**Extract**
An in-house evaluation of the workings of the scheme to date (Flintham 2005) reveals a strong sense amongst participants of its intrinsic value to the headteacher community, as well as to individual participants.

Benefits were seen to be symbiotic. Universally amongst those heads being peer supported was an appreciation of the availability of support:

‘… here for me now in an unconstrained, non-judgmental relationship'.

Equally, peer supporter heads appreciated the value of participation in the peer support process, in providing reflection opportunities for themselves

‘… the process makes you reflect on where you are and what you have to offer.'

‘… an opportunity to step out of school and reflect on headship and what it means.'

Indeed, it is significant that, throughout the responses gleaned through evaluation, the dominant focus for both peer supporter and peer supported heads alike was not on advice-giving and receiving, but in the domain of emotions, self-esteem and mutual sharing.

The initial operation of the scheme, in receiving positive feedback from participants, has revealed that issues of communication and coordination still need to be fully resolved. Equally, the voluntary nature of participation in the scheme, and the degree of its take-up in its early stages, have meant that a significant proportion (almost 50%) of those who volunteered to be trained as peer supporters have not yet become active in a peer support relationship. A number of comments from these colleagues reveal a degree of disenchantment with this circumstance.

It should be noted, however, that whether or not there has been active participation to date in peer support, all of the heads involved in the professional development opportunities provided through peer supporter training feel that they themselves have benefited from leadership development that will impact significantly on their leadership of their own schools.

Future development

It is hoped to extend the purview of the scheme to encompass the development of an information network specifically for Nottinghamshire headteachers, and access to bespoke consultancy advice from local colleague heads, as well as the provision of personal support at key transition points in headship: at start-up and welcome; during absence and return; and finally, on stepping down and succession.

Although the scheme presently focuses on the support needs of headteachers, it is believed that the successful development of best practice in this area could then be extended to encompass the support needs of other members of school leadership teams and also provide a prototype for the development of similar peer support systems for other education staff, in a transferable model of mutual sustainability and support.

**Requirement 1**
In the extract on the headteacher peer support scheme, what proportion of those who volunteered to be trained as peer supporters have not yet become active in a peer support relationship?
**Requirement 2**
List the key transition points in headship at which the extract on the headteacher peer support scheme hopes to provide personal support.

**Data extract**
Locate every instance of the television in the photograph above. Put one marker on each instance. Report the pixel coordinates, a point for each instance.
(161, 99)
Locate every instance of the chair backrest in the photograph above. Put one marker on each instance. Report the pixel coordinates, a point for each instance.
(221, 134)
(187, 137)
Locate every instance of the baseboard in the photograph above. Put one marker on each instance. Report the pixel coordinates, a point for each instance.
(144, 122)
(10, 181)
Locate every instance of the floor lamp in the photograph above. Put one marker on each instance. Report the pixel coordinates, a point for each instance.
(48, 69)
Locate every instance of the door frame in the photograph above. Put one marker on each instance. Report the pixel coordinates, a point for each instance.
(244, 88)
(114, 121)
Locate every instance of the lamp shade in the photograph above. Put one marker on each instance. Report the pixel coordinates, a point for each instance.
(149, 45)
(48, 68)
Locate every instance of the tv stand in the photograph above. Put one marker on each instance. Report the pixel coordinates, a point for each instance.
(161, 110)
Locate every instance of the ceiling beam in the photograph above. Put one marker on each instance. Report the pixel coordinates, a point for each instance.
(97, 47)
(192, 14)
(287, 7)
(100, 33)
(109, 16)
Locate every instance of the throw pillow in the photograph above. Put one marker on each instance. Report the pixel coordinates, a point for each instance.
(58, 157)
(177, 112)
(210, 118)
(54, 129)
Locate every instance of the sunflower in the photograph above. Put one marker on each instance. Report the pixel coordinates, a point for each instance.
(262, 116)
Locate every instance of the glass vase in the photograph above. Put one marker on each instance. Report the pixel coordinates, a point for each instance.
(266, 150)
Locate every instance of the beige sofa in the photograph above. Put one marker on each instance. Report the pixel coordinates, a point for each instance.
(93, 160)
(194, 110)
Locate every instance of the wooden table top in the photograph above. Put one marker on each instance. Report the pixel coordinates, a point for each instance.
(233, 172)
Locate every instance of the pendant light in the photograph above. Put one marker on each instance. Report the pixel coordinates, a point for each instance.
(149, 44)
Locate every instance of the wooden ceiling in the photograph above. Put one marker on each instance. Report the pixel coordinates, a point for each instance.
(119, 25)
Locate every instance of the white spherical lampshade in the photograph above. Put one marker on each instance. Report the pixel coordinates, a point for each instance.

**Response 1**
Almost 50%.

**Response 2**
- Start-up and welcome
- Absence and return
- Stepping down and succession